# Task statement:
From the entries that follow, copy exactly the lines beginning at the line holding "[point] blue apron" and continuing through the line holding "[point] shoulder (one".
── Dataset
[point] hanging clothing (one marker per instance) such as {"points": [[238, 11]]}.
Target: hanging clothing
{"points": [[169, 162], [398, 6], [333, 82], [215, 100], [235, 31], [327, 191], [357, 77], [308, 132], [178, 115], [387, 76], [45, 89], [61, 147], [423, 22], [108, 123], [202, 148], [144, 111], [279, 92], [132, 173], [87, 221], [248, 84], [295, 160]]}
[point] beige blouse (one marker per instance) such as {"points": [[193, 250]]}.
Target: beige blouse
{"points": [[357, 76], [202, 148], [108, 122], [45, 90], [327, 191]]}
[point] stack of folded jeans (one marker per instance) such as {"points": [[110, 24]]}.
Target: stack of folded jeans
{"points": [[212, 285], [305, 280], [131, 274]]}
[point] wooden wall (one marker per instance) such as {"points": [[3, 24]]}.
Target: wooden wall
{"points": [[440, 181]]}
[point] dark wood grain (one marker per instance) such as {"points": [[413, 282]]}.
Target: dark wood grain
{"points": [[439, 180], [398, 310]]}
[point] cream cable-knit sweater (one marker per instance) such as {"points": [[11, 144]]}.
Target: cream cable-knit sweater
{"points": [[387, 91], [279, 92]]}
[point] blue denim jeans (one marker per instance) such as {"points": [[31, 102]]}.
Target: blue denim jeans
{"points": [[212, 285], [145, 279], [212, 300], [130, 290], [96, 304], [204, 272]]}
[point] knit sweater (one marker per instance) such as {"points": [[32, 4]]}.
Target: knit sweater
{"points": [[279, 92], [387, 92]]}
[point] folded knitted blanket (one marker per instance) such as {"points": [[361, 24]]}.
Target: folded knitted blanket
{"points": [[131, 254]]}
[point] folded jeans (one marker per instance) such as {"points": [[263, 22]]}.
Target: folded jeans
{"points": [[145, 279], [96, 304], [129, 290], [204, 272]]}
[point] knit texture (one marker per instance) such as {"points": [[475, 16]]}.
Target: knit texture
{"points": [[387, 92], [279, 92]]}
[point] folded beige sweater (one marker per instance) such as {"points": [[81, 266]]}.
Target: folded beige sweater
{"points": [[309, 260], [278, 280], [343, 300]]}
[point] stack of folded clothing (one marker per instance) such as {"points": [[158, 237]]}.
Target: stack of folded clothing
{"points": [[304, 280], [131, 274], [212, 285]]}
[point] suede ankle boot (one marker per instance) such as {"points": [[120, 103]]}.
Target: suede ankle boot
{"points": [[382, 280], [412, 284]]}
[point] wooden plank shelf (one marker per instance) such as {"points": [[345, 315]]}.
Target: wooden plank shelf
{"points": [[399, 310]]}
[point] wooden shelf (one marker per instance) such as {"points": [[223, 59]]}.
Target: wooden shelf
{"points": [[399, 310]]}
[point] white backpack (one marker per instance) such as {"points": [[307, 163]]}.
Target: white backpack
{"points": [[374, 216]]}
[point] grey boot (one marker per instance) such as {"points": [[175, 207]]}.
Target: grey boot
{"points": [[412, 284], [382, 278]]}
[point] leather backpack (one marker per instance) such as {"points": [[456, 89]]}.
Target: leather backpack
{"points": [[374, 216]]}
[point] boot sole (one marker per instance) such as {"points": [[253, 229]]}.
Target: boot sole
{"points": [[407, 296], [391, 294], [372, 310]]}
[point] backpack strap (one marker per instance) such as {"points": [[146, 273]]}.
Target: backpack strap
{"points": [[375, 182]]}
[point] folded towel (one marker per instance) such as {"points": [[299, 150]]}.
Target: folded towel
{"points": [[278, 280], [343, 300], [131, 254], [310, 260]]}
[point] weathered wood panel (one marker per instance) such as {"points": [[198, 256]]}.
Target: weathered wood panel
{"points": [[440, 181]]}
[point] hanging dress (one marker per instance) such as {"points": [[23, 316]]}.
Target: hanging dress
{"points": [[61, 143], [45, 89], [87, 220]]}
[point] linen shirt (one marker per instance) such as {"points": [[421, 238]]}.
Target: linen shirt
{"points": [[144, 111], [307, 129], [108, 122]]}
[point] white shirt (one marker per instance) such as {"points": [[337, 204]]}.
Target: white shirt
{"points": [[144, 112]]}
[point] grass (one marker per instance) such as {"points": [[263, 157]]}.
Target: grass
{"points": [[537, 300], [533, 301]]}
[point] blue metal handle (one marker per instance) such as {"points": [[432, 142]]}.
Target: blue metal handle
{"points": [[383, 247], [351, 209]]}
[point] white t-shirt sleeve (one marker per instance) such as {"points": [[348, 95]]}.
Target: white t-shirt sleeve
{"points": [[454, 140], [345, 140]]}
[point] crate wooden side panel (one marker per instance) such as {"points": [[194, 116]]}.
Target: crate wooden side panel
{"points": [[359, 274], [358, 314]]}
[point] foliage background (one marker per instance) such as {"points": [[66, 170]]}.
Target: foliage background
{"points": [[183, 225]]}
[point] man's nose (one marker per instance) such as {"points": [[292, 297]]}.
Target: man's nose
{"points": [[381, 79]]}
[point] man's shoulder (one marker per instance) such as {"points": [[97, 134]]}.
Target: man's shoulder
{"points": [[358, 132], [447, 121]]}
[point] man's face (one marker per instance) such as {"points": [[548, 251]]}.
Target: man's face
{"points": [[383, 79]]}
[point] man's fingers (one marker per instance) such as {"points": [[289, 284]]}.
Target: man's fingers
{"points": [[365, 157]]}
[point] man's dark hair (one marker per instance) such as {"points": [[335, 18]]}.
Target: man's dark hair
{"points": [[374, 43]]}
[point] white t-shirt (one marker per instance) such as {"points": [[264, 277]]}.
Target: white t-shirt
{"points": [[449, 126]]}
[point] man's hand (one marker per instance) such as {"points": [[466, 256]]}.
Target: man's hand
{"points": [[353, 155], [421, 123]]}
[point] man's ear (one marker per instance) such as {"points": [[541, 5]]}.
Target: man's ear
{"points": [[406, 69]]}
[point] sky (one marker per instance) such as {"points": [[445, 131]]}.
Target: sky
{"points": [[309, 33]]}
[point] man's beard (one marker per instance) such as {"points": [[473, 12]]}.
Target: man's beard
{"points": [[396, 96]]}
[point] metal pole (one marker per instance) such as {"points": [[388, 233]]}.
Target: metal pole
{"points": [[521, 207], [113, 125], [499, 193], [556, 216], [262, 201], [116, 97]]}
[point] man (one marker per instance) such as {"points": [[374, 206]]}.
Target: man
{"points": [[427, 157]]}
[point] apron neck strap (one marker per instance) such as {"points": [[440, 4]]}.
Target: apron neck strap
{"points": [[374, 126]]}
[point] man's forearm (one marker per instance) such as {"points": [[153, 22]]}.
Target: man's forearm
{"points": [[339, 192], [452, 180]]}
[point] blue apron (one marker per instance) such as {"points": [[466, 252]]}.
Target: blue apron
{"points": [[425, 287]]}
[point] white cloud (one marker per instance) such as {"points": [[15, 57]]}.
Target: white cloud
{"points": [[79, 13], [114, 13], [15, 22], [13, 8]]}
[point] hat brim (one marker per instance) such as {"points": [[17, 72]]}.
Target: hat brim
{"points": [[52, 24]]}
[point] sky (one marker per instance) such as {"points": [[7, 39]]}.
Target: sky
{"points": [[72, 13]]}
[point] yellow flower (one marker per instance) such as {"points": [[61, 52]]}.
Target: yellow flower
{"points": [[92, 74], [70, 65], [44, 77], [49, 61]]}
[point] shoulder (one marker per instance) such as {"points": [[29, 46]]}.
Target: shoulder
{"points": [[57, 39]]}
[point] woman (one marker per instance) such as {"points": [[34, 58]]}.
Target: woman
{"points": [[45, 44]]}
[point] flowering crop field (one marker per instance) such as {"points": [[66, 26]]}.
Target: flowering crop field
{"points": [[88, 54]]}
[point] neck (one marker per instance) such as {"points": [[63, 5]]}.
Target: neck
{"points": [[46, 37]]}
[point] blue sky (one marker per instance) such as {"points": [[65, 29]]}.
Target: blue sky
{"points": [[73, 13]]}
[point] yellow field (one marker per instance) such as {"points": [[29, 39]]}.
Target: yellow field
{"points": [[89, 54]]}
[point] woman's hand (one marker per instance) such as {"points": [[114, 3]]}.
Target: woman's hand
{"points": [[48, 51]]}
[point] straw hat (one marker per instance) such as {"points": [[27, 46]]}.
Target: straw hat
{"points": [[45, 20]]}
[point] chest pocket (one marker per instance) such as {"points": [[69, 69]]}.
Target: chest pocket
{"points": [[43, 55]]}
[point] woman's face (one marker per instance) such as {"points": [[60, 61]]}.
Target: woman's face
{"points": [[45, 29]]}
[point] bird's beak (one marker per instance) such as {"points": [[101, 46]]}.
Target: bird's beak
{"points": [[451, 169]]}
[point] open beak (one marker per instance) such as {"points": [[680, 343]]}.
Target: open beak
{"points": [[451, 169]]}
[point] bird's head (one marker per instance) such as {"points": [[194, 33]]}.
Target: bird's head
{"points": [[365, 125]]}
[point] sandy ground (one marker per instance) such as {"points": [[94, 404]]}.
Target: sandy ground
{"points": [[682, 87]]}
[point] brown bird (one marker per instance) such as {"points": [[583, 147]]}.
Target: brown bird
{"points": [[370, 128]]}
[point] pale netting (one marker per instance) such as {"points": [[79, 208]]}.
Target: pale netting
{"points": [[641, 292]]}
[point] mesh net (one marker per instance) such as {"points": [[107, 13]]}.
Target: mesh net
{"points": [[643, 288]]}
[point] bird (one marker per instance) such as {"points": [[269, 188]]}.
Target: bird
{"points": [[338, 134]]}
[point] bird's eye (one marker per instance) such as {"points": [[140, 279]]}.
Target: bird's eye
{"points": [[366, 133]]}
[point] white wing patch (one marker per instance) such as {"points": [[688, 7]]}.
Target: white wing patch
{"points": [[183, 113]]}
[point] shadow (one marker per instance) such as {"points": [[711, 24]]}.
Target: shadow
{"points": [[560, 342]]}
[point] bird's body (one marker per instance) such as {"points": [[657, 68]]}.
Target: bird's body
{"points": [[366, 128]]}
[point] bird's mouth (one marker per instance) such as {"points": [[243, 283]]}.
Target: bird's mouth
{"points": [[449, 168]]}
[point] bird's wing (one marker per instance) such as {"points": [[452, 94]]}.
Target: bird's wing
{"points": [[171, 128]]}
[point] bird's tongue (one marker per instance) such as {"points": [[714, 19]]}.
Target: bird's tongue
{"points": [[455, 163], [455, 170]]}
────
# Worked solution:
[point] blue apron (one marker per instance) such as {"points": [[466, 252]]}.
Target: blue apron
{"points": [[425, 287]]}
[point] white cloud (one marker per instance) such as {"points": [[15, 57]]}.
Target: white cloud
{"points": [[79, 13], [114, 13], [15, 22], [13, 8]]}
[point] hat brim (one marker per instance) such as {"points": [[17, 72]]}.
Target: hat brim
{"points": [[52, 24]]}
[point] sky (one marker per instance) such as {"points": [[7, 39]]}.
Target: sky
{"points": [[72, 13]]}
[point] yellow flower (one marker per instance) such as {"points": [[61, 52]]}.
Target: yellow flower
{"points": [[92, 74], [70, 65], [44, 77], [49, 61]]}
[point] shoulder (one marker per instance) such as {"points": [[29, 46]]}.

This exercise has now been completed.